[[ Source data, beginning ]]

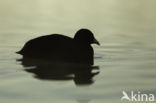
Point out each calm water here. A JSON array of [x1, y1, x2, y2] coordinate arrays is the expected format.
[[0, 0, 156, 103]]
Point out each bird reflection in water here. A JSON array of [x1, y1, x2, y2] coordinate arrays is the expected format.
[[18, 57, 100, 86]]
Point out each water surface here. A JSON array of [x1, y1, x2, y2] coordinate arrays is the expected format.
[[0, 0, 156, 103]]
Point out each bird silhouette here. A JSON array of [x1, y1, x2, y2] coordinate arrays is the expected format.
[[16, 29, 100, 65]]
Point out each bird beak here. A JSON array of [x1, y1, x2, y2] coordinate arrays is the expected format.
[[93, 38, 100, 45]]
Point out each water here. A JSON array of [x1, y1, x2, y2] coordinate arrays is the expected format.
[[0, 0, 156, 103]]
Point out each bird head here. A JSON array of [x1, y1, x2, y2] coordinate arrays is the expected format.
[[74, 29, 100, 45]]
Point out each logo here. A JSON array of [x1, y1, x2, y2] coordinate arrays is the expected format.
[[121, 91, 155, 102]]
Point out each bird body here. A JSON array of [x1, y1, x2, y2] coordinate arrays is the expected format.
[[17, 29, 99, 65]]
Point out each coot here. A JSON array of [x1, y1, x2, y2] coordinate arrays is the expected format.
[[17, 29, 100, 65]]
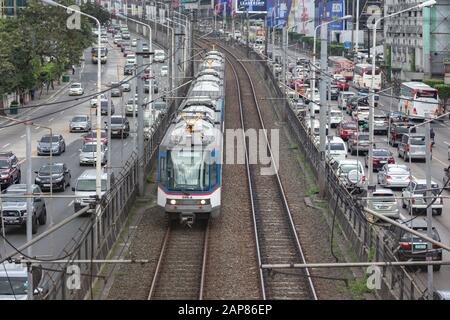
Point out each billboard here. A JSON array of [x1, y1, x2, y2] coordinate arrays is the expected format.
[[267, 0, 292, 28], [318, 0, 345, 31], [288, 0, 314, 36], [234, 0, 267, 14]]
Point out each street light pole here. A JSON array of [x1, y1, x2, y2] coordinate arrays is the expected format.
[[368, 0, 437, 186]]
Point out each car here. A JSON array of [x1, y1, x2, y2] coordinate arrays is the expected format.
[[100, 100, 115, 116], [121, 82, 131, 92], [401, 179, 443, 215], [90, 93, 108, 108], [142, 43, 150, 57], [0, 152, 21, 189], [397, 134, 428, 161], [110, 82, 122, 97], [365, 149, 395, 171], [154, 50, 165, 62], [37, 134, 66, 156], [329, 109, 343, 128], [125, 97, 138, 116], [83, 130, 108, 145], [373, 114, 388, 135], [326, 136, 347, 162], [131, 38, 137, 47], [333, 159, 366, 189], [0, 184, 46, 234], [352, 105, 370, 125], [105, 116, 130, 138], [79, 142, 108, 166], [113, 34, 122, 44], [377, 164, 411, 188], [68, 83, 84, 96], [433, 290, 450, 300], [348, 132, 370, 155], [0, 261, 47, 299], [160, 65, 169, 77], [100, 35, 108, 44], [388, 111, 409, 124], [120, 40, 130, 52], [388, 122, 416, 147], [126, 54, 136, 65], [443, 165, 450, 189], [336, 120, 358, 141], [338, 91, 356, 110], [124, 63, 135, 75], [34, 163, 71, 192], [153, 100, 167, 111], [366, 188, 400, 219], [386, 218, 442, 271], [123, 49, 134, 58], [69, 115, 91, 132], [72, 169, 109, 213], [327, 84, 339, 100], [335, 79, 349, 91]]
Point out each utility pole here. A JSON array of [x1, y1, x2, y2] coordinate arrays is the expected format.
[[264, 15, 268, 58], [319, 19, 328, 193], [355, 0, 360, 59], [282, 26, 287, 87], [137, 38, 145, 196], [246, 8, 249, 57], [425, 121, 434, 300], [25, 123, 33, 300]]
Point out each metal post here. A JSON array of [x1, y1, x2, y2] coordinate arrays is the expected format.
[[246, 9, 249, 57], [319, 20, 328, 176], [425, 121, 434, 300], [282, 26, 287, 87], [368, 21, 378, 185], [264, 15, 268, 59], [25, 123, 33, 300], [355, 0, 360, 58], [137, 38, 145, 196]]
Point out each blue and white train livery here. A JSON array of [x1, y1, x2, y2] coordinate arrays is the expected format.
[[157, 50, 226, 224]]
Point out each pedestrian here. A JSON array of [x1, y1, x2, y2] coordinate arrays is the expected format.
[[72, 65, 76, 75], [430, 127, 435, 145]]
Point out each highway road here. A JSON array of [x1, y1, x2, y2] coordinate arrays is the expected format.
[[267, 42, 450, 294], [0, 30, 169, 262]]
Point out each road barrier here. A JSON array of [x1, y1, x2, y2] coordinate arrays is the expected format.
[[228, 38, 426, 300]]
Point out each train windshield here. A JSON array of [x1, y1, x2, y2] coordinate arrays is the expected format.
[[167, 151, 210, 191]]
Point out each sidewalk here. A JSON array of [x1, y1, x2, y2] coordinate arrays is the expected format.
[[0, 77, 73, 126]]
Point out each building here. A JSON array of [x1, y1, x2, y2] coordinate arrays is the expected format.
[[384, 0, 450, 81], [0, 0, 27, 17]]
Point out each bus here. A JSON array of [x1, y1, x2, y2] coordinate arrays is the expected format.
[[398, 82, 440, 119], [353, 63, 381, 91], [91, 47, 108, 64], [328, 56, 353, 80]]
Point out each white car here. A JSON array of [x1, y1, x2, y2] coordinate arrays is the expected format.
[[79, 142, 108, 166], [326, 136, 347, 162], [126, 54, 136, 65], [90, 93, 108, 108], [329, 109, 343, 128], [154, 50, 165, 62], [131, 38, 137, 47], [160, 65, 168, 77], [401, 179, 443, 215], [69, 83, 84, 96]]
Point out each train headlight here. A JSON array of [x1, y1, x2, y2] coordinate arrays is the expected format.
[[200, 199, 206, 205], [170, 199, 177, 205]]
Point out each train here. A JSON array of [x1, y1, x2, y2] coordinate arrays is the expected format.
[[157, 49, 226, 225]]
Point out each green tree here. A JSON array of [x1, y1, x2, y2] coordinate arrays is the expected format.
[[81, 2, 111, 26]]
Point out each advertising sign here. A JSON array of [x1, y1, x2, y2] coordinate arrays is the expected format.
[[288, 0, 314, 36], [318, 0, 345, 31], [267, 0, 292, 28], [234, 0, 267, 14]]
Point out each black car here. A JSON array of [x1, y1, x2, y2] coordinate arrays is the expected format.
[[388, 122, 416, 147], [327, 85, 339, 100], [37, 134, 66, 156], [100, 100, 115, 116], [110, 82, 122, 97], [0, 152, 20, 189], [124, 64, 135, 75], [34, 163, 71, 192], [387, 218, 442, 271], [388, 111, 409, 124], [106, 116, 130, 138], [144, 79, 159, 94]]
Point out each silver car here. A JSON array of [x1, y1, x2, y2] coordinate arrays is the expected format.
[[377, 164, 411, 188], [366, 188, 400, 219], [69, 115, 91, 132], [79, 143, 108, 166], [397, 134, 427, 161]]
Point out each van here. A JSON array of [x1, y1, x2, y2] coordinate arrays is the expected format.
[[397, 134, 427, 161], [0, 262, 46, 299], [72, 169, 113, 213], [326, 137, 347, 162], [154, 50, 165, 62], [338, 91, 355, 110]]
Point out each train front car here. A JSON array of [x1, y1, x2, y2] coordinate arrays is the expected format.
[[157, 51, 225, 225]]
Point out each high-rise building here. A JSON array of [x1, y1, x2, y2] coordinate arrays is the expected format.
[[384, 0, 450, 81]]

[[ Source data, end ]]

Print the entire listing above verbatim. No picture should be included.

Point out each calm water here. A JSON array of [x1, y1, x2, y2] coordinate arrays is the expected format.
[[0, 0, 156, 103]]
Point out each bird reflection in water here. A JSON array of [x1, y1, x2, y2] coordinate arrays is the expected format.
[[18, 57, 100, 86]]
Point out each water surface here. A JSON array of [x1, y1, x2, y2] coordinate arrays is the expected format.
[[0, 0, 156, 103]]
Point out each bird silhouette here. A JSON array of [x1, y1, x2, y2] coordinate arrays is the expected format.
[[16, 29, 100, 65]]
Point out each bird beak here. A JSON array of [x1, y1, x2, y2] coordinate arrays is the expected format.
[[93, 38, 100, 45]]
Point out each water here. A JSON array of [x1, y1, x2, y2] coordinate arrays is the expected format.
[[0, 0, 156, 103]]
Point out each bird head here. A JSON array of [x1, y1, x2, y2] coordinate arrays is the expected format.
[[74, 29, 100, 45]]
Point out each logo here. A JSON array of [x1, y1, x2, y2] coordinate arrays is the expected format.
[[121, 91, 155, 102]]
Point out each bird body here. A JSON array of [x1, y1, x2, y2] coordinate arrays is the expected format.
[[17, 29, 99, 65]]
Point out each coot here. A JSON array of [x1, y1, x2, y2] coordinate arrays is the expected format.
[[17, 29, 100, 65]]
Point out each billboard here. A JSON array of [x1, y1, x2, y2] coordinate arrays is the expected format.
[[267, 0, 292, 28], [318, 0, 345, 31], [288, 0, 314, 36], [234, 0, 267, 14]]
Point out each street light pole here. A JSON array of [x1, y1, x2, y2] coordinate arrays is the expected format.
[[368, 0, 437, 186]]
Point out each car here. A JSON array of [x1, y1, x2, y2] coordinate arrays is the expected format.
[[100, 100, 115, 116], [121, 82, 131, 92], [401, 179, 443, 215], [90, 93, 108, 108], [142, 43, 150, 57], [0, 152, 21, 189], [397, 134, 428, 161], [110, 82, 122, 97], [365, 149, 395, 171], [154, 50, 165, 62], [37, 134, 66, 156], [329, 109, 343, 128], [125, 97, 138, 116], [83, 130, 108, 145], [373, 114, 388, 135], [326, 136, 347, 162], [131, 38, 137, 47], [333, 159, 366, 189], [0, 184, 46, 234], [352, 105, 370, 125], [105, 116, 130, 138], [79, 142, 108, 166], [113, 34, 122, 44], [377, 164, 411, 188], [68, 83, 84, 96], [433, 290, 450, 300], [348, 132, 370, 155], [0, 261, 47, 299], [160, 65, 169, 77], [100, 35, 108, 44], [388, 111, 409, 124], [120, 40, 130, 52], [388, 122, 416, 147], [126, 54, 136, 65], [443, 165, 450, 189], [336, 120, 358, 141], [338, 91, 356, 110], [124, 63, 135, 75], [34, 163, 71, 192], [153, 100, 167, 111], [366, 188, 400, 219], [386, 218, 442, 271], [123, 49, 134, 58], [69, 115, 91, 132], [72, 169, 109, 213], [327, 84, 339, 100], [335, 79, 349, 91]]
Point out each utility pole here. A JSON array of [x1, y1, x2, y2] coordinate arrays is the expected format.
[[264, 15, 268, 58], [319, 19, 328, 193], [355, 0, 360, 59], [282, 26, 287, 87], [137, 38, 145, 196], [246, 8, 249, 57], [425, 121, 434, 300], [25, 123, 33, 300]]
Point out each metal post here. A JSON array of [x1, y1, x2, y2] coordinate arrays is the expected format.
[[246, 9, 249, 57], [319, 20, 328, 176], [425, 121, 434, 300], [282, 26, 287, 87], [368, 21, 378, 185], [264, 15, 268, 59], [25, 123, 33, 300], [355, 0, 360, 58], [137, 38, 145, 196]]
Point out each blue and white train livery here. A JSON array of [x1, y1, x2, y2] coordinate arrays is the expected format.
[[157, 50, 226, 224]]
Point out each pedestrian here. A JSON array of [x1, y1, x2, y2] coordinate arrays is the expected format.
[[72, 65, 76, 75], [430, 127, 435, 145]]
Point out each highway road here. A JSON array of [x1, y1, x2, y2] coordinate arrays is the expected format.
[[267, 42, 450, 294], [0, 30, 169, 262]]
Point out each road barrier here. A JSON array of [x1, y1, x2, y2] coordinate arrays is the expected format.
[[228, 38, 426, 300]]
Point out each train windshield here. A JSON array of [x1, y1, x2, y2] coordinate arrays is the expected format.
[[167, 151, 210, 191]]
Point out each sidewalk here. A JSON array of [x1, y1, x2, y2] coordinate arrays is the expected format.
[[0, 77, 73, 126]]
Point out each building here. A JSON array of [x1, y1, x2, y2] coordinate arrays is the expected format.
[[384, 0, 450, 81], [0, 0, 27, 17]]
Point out each bus here. A JSON array of [x1, y1, x2, y2] coordinate arrays is the expected format.
[[398, 82, 440, 119], [353, 63, 381, 91], [91, 47, 108, 64], [328, 56, 353, 80]]
Point out each white car here. A JSON array of [x1, y1, x2, y2] coordinate arrays is the expected format.
[[79, 142, 108, 166], [326, 136, 347, 162], [126, 54, 136, 65], [90, 93, 108, 108], [329, 109, 343, 128], [154, 50, 165, 62], [131, 38, 137, 47], [160, 65, 168, 77], [401, 179, 443, 215], [69, 83, 84, 96]]
Point out each train headlight here. A JSON array of [x1, y1, x2, y2] coordinate arrays is the expected format.
[[200, 199, 206, 205], [170, 199, 177, 205]]
Point out each train here. A JSON array of [x1, y1, x2, y2] coordinate arrays is the expected format.
[[157, 49, 226, 225]]
Point out each green tree here. A JSON array of [x1, y1, x2, y2] coordinate arrays is the expected format.
[[81, 2, 111, 26]]
Point out each advertising sign here. A JSON array of [x1, y1, x2, y2] coordinate arrays is the expected format.
[[288, 0, 314, 36], [318, 0, 345, 31], [267, 0, 292, 28], [234, 0, 267, 14]]
Point out each black car here. A JSON array of [x1, y1, x2, y2] coordinate arrays is the expected format.
[[388, 122, 416, 147], [327, 85, 339, 100], [37, 134, 66, 156], [100, 100, 115, 116], [110, 82, 122, 97], [0, 152, 20, 189], [124, 64, 135, 75], [34, 163, 71, 192], [387, 218, 442, 271], [388, 111, 409, 124], [106, 116, 130, 138], [144, 79, 159, 94]]
Point out each silver car here. A JSON array of [x1, y1, x2, y2] coordinate arrays is the expected format.
[[377, 164, 411, 188], [366, 188, 400, 219], [69, 115, 91, 132], [79, 143, 108, 166], [397, 134, 427, 161]]
Point out each van here. A JSON array of [x1, y1, x2, y2] coordinate arrays is the expected format.
[[397, 134, 427, 161], [0, 262, 46, 299], [72, 169, 113, 213], [326, 137, 347, 162], [154, 50, 165, 62], [338, 91, 355, 110]]
Point out each train front car here. A JSON array of [x1, y1, x2, y2] coordinate arrays is the expected format.
[[157, 51, 225, 225]]
Point out each high-rise building here. A JSON array of [x1, y1, x2, y2] coordinate arrays is the expected format.
[[384, 0, 450, 81]]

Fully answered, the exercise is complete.